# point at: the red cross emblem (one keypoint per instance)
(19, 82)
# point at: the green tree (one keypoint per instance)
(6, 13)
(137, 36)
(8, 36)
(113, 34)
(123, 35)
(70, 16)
* * * * * * * * *
Can you rewrite every line of the records, requests included, with each point coordinate multiplied by 0.8 and rounded to a whole number (halves rounding up)?

# [Expected output]
# point at: the red cross emblem (one keypoint per instance)
(15, 66)
# point at: the green tree (one keypoint per instance)
(5, 10)
(110, 29)
(6, 29)
(90, 27)
(98, 28)
(56, 13)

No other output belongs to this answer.